Consigne: Transformez les lignes ci-dessous en liste numérotée, sans les lignes vides. Ne reprenez pas les images dans votre réponse.

Pointage d'objets sur photos:
------------------------------------------------

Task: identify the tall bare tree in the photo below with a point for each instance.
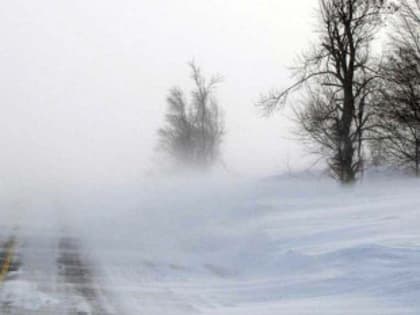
(194, 131)
(398, 102)
(339, 75)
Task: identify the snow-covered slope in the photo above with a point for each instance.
(283, 245)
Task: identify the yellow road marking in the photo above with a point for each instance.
(7, 260)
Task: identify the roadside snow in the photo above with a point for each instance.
(284, 245)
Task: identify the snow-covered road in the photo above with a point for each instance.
(278, 246)
(51, 276)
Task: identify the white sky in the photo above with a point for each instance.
(83, 82)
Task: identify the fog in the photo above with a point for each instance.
(83, 84)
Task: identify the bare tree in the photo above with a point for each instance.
(398, 101)
(193, 132)
(339, 75)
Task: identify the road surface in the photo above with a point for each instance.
(49, 273)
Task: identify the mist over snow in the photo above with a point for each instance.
(90, 219)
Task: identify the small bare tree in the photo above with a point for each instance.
(340, 78)
(193, 132)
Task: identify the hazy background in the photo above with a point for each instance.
(83, 83)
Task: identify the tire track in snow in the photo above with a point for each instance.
(79, 277)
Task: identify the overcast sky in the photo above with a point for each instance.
(84, 82)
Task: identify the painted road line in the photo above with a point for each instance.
(7, 260)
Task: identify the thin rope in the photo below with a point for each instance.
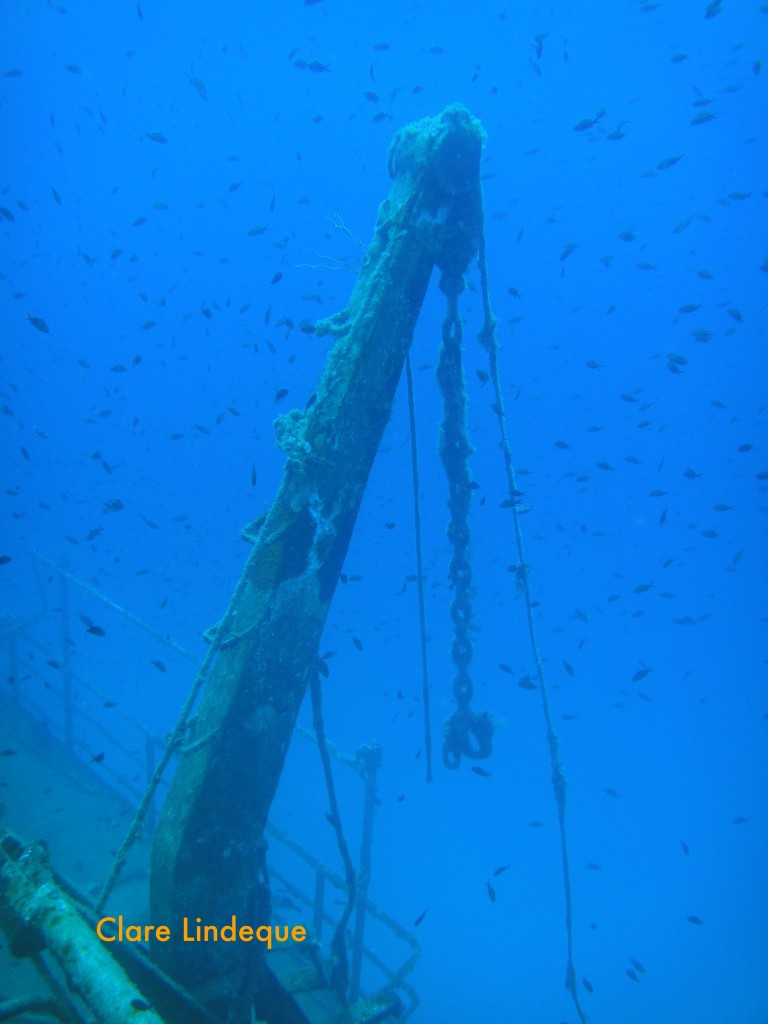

------------------------------------------------

Réponse écrite:
1. Task: identify the tall bare tree in the photo below with a point for each instance.
2. (194, 131)
3. (398, 102)
4. (339, 75)
5. Task: identify the snow-covered slope in the photo above with a point for each instance.
6. (283, 245)
7. Task: identify the yellow road marking in the photo above with a point for each instance.
8. (7, 260)
9. Task: identify the roadside snow in the photo above with a point for each instance.
10. (284, 245)
11. Task: identify the snow-covered road in the photo above with a point for each instance.
12. (278, 246)
13. (51, 276)
14. Task: identify the white sky in the photo above with a point for each instance.
15. (83, 82)
16. Task: identify the fog in the photo above with a point for each instance.
17. (83, 84)
18. Task: identify the bare tree in the photo above with a point for each instance.
19. (398, 101)
20. (193, 132)
21. (339, 75)
22. Task: identify the road surface in the photo above with a point for each instance.
23. (49, 273)
24. Task: identify the mist over snow in the photo above with a point for each instance.
25. (90, 219)
26. Task: identify the small bare tree in the photo above with a point for each instance.
27. (340, 78)
28. (193, 132)
29. Task: identify the hazy background in the photo above with a point for each instance.
30. (83, 83)
31. Task: identify the tire track in snow in the photo above with a point for each instance.
32. (79, 277)
33. Task: identify the overcast sky in the photo above with a point for each instance.
34. (84, 82)
35. Task: identify the painted road line in the photo above with a point for each instance.
36. (7, 260)
37. Task: identify the thin rope in the photo below with a point for each instance.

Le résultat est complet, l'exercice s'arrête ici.